**SOURCE TEXT:**
+ + + + +

6.5 Phase 5: Fully Learned Planning (18+ months)

Objective: Replace Frenet sampling with learned trajectory generation.

Options:

  • DiffusionDrive-style: Diffusion model generates candidates from anchored distributions, scored by the world model
  • End-to-end: Single model from perception to trajectory, world model used for training (comma.ai approach)
  • Hybrid generation: Frenet candidates mixed with learned candidates, all scored by unified cost function

Classical planner remains as safety fallback even in the fully-learned phase. It runs in parallel, and if the learned planner's output violates safety constraints, the classical trajectory is substituted.

6.6 Validation Framework

Offline validation (continuous):

  • nuPlan-style replay on recorded scenarios
  • Closed-loop simulation in CARLA/SUMO with airside scenarios
  • Adversarial scenario generation targeting WM failure modes
  • Regression testing: any model update must not degrade on existing scenario suite

Online validation (deployment):

  • A/B testing with matched vehicle pairs (one augmented, one classical)
  • Safety driver intervention rate as primary metric
  • Passenger comfort surveys (for transport vehicles)

+ + + + +

**DATA SUPPLIED:**

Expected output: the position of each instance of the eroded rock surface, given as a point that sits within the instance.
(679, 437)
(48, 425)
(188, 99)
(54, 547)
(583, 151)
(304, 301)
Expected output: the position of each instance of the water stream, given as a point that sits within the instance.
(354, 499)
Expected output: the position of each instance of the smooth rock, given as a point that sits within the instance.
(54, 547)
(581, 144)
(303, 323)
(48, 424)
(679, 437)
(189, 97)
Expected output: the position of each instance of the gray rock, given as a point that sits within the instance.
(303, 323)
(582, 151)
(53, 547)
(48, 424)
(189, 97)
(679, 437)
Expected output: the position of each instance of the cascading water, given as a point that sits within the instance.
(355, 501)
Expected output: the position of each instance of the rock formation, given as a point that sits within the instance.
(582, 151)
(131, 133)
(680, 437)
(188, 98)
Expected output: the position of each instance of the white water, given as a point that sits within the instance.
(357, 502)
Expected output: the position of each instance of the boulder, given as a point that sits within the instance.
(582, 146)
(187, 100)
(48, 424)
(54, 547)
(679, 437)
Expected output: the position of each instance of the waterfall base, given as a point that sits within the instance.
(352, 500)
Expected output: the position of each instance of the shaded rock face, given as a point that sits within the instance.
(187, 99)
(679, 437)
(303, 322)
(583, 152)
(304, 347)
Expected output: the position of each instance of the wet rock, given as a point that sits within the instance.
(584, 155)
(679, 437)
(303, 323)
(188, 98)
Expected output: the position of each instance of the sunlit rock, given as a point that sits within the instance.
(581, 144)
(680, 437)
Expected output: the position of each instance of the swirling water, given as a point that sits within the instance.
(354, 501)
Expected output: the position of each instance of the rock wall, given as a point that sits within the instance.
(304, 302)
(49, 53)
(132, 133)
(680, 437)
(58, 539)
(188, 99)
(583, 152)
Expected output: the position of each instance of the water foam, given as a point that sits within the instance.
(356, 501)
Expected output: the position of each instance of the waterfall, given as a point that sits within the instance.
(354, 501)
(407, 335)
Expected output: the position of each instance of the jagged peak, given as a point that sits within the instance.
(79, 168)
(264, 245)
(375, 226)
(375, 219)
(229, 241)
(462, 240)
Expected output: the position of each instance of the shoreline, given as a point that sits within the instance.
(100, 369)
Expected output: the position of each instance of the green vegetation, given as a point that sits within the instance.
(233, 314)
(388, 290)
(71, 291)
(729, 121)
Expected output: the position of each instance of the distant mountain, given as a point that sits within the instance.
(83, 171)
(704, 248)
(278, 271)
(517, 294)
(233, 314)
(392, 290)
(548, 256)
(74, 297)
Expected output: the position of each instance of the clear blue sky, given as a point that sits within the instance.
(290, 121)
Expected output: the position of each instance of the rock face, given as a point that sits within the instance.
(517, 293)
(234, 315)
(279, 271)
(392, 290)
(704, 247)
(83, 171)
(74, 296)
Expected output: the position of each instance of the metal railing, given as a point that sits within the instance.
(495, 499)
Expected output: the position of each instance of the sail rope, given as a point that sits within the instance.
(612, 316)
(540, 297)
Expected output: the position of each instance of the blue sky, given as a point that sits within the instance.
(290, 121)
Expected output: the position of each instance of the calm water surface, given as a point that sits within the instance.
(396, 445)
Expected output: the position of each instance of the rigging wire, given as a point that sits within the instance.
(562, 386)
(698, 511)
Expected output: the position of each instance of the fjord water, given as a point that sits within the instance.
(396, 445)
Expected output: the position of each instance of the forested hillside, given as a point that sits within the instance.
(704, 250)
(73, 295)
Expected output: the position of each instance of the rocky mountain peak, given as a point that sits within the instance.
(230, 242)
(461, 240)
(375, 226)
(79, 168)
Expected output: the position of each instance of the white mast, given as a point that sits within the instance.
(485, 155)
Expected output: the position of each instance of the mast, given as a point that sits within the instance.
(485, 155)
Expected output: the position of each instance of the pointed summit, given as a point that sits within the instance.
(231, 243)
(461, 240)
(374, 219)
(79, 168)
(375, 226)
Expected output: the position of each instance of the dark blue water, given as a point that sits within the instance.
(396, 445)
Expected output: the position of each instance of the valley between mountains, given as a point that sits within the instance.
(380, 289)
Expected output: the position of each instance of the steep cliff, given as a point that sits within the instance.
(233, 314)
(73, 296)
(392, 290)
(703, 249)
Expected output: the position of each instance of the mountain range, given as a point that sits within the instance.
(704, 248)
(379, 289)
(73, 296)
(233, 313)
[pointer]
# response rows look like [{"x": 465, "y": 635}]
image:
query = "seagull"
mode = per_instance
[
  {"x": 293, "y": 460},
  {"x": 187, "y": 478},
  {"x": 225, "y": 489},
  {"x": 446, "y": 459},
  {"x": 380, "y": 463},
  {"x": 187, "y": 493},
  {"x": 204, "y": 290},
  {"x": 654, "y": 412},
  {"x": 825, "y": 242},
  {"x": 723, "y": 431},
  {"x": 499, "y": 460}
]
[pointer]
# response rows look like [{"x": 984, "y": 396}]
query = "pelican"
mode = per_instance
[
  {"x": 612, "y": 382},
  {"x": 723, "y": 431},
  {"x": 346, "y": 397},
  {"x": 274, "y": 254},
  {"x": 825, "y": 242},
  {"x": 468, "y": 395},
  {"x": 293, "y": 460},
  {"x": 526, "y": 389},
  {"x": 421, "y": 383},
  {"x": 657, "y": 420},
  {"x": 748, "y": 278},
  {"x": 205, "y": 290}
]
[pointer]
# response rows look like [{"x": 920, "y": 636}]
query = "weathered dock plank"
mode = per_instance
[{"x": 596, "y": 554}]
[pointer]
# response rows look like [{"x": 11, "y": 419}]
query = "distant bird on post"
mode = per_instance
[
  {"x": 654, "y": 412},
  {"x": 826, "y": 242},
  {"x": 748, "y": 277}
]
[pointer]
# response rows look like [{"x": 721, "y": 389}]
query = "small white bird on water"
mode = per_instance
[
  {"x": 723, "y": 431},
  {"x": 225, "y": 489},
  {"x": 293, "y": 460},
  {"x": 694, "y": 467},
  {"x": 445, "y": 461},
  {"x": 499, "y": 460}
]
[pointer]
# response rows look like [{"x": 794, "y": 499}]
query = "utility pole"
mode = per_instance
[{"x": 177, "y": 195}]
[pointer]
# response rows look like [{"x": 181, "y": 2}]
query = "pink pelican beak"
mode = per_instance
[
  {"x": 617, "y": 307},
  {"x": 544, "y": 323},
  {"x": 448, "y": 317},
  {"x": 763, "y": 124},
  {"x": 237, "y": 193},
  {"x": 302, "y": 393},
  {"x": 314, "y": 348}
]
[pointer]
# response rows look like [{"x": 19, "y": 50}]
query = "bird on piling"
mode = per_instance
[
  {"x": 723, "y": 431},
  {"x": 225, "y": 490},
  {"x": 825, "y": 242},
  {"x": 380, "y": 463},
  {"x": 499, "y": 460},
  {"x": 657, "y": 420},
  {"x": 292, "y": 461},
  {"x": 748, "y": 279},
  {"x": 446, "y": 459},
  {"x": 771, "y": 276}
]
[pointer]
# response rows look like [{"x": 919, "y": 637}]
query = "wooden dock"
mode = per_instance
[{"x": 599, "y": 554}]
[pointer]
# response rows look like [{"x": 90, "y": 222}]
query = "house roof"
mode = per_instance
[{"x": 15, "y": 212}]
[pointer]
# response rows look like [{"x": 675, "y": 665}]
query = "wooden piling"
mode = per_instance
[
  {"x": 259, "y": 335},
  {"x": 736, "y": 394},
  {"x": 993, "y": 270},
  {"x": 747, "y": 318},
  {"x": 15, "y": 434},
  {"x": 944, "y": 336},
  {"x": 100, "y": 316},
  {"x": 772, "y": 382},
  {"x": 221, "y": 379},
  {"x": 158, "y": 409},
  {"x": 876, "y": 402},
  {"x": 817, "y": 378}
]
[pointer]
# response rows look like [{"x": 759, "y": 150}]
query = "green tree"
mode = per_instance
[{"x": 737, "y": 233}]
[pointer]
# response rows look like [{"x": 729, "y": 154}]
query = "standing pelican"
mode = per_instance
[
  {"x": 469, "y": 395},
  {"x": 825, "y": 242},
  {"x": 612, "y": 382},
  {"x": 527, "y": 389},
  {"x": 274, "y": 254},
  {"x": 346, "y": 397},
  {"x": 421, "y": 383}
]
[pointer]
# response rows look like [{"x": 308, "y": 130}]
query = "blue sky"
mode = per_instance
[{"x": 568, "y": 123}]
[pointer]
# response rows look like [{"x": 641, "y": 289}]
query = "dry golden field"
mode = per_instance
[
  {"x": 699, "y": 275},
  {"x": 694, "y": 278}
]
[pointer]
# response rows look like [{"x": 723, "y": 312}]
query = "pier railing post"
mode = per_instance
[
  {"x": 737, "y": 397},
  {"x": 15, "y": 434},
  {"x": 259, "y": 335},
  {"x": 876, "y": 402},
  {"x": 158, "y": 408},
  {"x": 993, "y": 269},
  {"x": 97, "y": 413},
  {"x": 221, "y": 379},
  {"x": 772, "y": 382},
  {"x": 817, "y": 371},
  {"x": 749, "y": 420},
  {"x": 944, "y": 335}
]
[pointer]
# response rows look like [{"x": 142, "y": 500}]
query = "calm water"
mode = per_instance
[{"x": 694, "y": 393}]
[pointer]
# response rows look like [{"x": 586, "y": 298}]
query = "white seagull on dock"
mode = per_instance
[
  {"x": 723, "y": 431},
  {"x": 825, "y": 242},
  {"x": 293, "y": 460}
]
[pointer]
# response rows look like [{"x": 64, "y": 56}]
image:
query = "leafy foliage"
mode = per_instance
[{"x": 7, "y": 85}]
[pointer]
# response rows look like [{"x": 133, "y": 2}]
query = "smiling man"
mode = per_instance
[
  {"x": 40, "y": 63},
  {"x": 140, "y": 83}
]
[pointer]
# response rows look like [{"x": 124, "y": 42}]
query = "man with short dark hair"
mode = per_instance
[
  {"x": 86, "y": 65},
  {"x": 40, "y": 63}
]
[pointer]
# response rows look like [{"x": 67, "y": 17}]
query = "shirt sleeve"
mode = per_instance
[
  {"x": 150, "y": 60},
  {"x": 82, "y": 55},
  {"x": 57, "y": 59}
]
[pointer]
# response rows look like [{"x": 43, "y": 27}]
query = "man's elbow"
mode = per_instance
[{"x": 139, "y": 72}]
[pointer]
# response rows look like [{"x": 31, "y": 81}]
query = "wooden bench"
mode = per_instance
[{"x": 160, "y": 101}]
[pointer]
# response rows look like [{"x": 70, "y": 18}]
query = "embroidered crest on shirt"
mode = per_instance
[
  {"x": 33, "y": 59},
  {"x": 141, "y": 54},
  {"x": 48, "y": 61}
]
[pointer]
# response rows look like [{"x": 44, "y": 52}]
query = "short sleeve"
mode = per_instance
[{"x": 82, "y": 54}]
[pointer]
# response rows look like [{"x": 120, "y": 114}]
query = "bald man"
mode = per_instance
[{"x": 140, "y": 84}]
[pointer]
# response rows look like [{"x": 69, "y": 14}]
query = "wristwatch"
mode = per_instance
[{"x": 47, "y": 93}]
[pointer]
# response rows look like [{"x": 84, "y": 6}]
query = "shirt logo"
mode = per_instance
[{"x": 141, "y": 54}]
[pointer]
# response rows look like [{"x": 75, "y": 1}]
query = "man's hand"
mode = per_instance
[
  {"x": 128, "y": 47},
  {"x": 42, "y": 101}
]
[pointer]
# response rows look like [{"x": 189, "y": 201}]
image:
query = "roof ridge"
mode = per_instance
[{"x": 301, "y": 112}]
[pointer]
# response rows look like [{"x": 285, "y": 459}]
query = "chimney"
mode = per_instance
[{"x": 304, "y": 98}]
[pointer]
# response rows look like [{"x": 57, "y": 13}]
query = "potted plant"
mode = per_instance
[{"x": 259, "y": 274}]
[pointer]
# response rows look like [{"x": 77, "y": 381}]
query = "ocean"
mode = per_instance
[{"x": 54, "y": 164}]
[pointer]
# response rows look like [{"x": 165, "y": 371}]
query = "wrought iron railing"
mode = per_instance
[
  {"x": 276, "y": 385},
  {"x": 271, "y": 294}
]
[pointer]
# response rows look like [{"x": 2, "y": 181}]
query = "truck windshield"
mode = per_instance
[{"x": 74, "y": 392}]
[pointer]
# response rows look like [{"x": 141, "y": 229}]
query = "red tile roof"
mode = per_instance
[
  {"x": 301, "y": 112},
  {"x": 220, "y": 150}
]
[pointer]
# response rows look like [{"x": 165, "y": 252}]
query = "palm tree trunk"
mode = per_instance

+ + + + +

**WORK TO COMPLETE:** From the planning roadmap text, extract the passage starting at "6.5 Phase 5: Fully" and ending at "trajectory is substituted.", word for word. These rows have nothing to do with the planning roadmap text.

**REPLY:**
6.5 Phase 5: Fully Learned Planning (18+ months)

Objective: Replace Frenet sampling with learned trajectory generation.

Options:

  • DiffusionDrive-style: Diffusion model generates candidates from anchored distributions, scored by the world model
  • End-to-end: Single model from perception to trajectory, world model used for training (comma.ai approach)
  • Hybrid generation: Frenet candidates mixed with learned candidates, all scored by unified cost function

Classical planner remains as safety fallback even in the fully-learned phase. It runs in parallel, and if the learned planner's output violates safety constraints, the classical trajectory is substituted.